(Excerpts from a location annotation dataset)
---

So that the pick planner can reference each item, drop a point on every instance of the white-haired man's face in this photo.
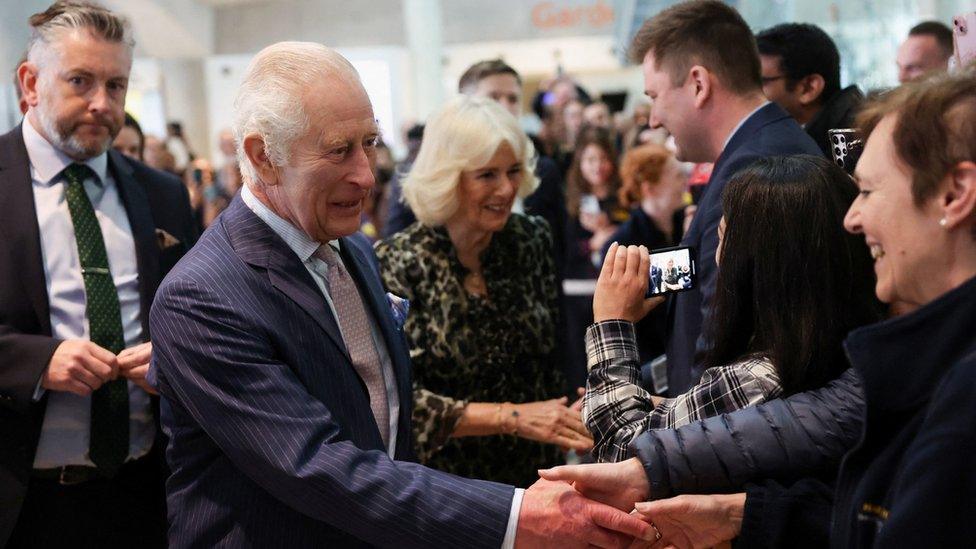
(77, 93)
(329, 174)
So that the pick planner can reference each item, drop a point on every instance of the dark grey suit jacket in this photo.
(153, 200)
(769, 132)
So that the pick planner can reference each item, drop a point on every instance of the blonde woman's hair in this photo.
(462, 136)
(270, 102)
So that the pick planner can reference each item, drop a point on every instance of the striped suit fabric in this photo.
(272, 441)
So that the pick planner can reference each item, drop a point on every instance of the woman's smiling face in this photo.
(903, 237)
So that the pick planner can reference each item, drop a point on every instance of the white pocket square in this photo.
(399, 307)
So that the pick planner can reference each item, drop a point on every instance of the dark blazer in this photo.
(153, 200)
(769, 132)
(910, 481)
(272, 440)
(838, 112)
(640, 229)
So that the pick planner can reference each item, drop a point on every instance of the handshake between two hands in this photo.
(603, 505)
(80, 366)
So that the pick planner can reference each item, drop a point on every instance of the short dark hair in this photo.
(576, 186)
(705, 32)
(937, 30)
(483, 69)
(791, 282)
(803, 49)
(935, 128)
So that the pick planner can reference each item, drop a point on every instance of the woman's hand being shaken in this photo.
(622, 285)
(550, 421)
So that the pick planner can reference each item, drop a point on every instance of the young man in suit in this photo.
(702, 73)
(87, 235)
(285, 380)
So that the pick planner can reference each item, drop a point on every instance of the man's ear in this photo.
(27, 80)
(701, 79)
(811, 89)
(257, 154)
(959, 199)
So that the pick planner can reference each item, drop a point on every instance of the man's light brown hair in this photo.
(935, 126)
(71, 14)
(701, 32)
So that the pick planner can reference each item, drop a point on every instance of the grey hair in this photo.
(270, 100)
(66, 15)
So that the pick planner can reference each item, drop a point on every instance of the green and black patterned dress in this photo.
(466, 348)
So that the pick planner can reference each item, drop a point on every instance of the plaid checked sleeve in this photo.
(616, 409)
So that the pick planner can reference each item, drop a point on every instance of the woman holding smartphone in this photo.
(482, 290)
(792, 283)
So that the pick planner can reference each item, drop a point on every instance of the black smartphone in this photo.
(672, 270)
(846, 146)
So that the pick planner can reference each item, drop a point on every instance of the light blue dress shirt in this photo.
(67, 418)
(304, 247)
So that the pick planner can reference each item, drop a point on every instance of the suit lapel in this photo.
(18, 222)
(137, 208)
(369, 287)
(257, 244)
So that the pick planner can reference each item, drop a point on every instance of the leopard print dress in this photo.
(466, 348)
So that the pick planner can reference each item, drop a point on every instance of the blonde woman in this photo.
(482, 293)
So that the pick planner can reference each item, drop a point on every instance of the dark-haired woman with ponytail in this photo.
(792, 283)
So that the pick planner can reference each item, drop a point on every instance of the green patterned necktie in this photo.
(109, 441)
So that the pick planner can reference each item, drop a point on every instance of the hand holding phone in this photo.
(623, 284)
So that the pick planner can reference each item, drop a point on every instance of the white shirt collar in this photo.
(741, 123)
(297, 240)
(47, 161)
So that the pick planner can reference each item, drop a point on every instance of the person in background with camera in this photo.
(482, 290)
(909, 482)
(792, 283)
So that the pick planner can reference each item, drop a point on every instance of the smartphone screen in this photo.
(672, 270)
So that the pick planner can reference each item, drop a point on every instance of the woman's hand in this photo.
(550, 421)
(622, 285)
(694, 522)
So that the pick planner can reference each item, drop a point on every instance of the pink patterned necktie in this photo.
(357, 335)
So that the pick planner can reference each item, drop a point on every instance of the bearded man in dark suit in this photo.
(86, 235)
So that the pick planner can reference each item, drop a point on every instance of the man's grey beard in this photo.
(63, 138)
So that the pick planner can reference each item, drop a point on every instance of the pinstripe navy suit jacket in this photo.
(272, 441)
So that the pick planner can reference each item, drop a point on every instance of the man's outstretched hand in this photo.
(616, 484)
(553, 514)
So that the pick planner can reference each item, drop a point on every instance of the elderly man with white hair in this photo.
(284, 374)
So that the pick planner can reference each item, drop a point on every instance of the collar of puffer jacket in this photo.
(901, 360)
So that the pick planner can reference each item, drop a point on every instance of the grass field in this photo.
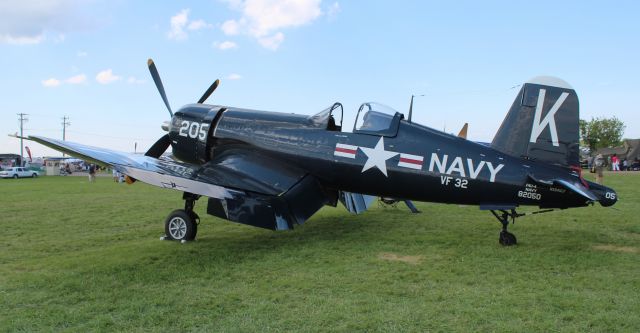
(87, 257)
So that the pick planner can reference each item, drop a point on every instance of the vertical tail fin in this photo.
(542, 124)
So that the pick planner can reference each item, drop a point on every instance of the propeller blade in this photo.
(209, 91)
(159, 147)
(156, 78)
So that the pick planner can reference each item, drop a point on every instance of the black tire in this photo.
(507, 239)
(180, 226)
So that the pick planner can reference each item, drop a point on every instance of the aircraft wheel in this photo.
(180, 226)
(507, 238)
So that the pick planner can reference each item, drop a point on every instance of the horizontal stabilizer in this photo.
(577, 188)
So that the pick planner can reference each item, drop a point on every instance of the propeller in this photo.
(156, 78)
(160, 146)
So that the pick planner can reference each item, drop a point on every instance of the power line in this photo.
(22, 120)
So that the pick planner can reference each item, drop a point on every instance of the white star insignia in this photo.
(377, 157)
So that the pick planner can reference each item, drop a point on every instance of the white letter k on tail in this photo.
(549, 120)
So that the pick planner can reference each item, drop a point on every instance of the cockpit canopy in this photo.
(327, 118)
(377, 119)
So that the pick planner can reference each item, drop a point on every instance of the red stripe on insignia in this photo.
(412, 161)
(344, 150)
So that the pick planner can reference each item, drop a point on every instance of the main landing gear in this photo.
(182, 224)
(506, 238)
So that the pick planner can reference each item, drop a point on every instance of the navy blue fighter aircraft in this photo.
(275, 170)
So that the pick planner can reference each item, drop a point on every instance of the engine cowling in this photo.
(191, 132)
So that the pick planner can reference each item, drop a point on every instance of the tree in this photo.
(601, 132)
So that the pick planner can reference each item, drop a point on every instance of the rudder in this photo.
(542, 124)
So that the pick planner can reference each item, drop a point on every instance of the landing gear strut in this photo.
(182, 224)
(506, 238)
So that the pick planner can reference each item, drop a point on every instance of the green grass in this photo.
(84, 257)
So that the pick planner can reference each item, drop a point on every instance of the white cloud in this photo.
(50, 83)
(77, 79)
(107, 76)
(272, 42)
(226, 45)
(180, 22)
(198, 24)
(29, 22)
(134, 80)
(231, 27)
(263, 19)
(21, 40)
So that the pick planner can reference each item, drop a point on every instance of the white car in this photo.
(17, 172)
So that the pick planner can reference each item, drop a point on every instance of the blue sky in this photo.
(87, 60)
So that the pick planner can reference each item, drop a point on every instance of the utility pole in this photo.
(22, 120)
(65, 123)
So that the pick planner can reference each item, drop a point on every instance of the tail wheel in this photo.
(181, 226)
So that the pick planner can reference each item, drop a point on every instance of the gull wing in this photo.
(229, 176)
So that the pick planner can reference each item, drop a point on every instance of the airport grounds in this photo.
(78, 256)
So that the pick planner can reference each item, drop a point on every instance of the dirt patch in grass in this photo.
(413, 260)
(614, 248)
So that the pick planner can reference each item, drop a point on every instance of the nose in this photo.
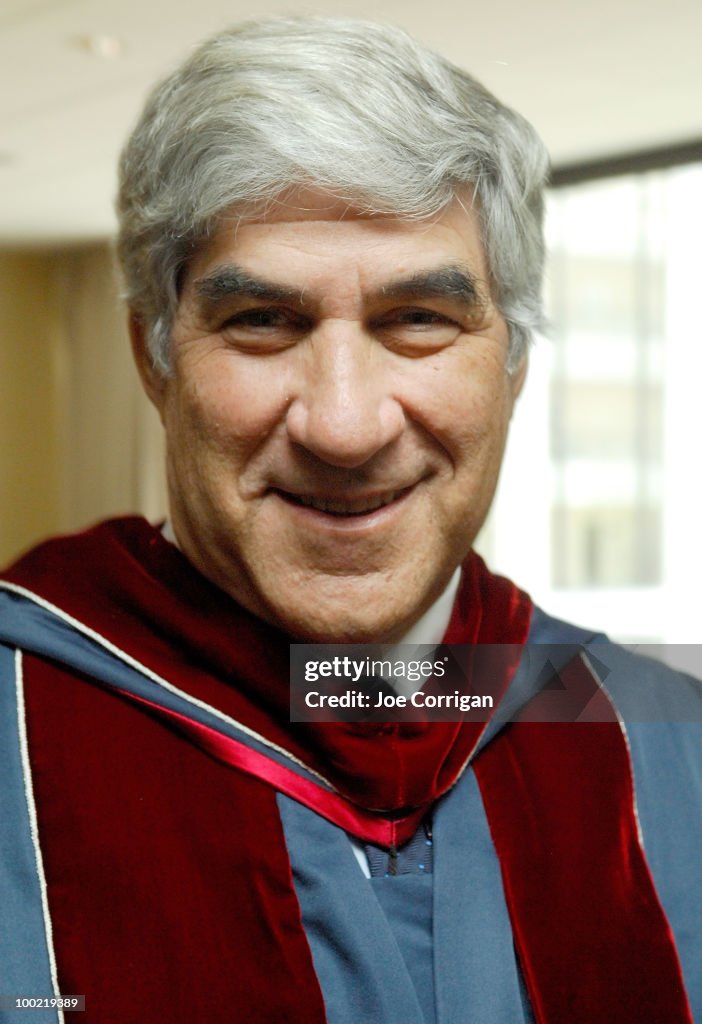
(344, 411)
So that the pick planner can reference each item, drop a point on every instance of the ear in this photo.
(152, 379)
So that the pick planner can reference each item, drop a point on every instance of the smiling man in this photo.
(332, 246)
(336, 412)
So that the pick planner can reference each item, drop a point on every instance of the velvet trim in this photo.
(591, 937)
(138, 592)
(168, 878)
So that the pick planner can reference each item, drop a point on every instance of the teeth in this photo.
(347, 508)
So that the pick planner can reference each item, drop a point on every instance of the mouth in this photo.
(344, 508)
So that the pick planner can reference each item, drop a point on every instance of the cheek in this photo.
(229, 406)
(465, 407)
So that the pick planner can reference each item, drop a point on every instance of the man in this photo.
(332, 245)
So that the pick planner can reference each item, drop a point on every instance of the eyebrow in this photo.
(445, 282)
(225, 282)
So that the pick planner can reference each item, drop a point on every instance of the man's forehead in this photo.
(309, 236)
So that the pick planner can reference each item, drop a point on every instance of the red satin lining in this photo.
(369, 828)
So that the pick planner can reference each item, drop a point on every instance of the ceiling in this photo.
(597, 80)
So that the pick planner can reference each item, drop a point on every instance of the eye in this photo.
(417, 329)
(264, 328)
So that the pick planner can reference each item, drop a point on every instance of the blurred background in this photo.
(600, 505)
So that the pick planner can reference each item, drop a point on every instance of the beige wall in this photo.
(79, 441)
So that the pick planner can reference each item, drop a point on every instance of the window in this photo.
(599, 512)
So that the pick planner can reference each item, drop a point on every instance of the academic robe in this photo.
(175, 849)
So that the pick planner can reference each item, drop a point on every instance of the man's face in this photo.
(336, 415)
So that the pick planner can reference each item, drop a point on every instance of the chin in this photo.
(362, 625)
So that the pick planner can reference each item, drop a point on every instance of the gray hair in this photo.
(355, 109)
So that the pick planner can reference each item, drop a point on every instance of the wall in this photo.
(79, 439)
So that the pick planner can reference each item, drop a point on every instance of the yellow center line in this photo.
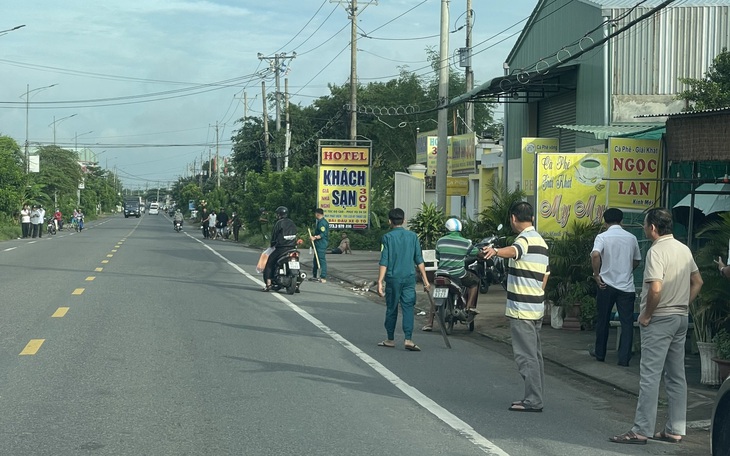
(33, 346)
(60, 312)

---

YOUR OBJECTIVE:
Copy out the data word for word, from the line containing "the wall in this photo." through the end of the data, both included. Leave out any pictures.

EXERCISE OUTPUT:
So that the pick planner can reference each item, drop a point on every instance of the wall in this photo.
(79, 439)
So that the pick planner can reference each item, drop a point on every instance of the yellow center line in this photo.
(33, 346)
(60, 312)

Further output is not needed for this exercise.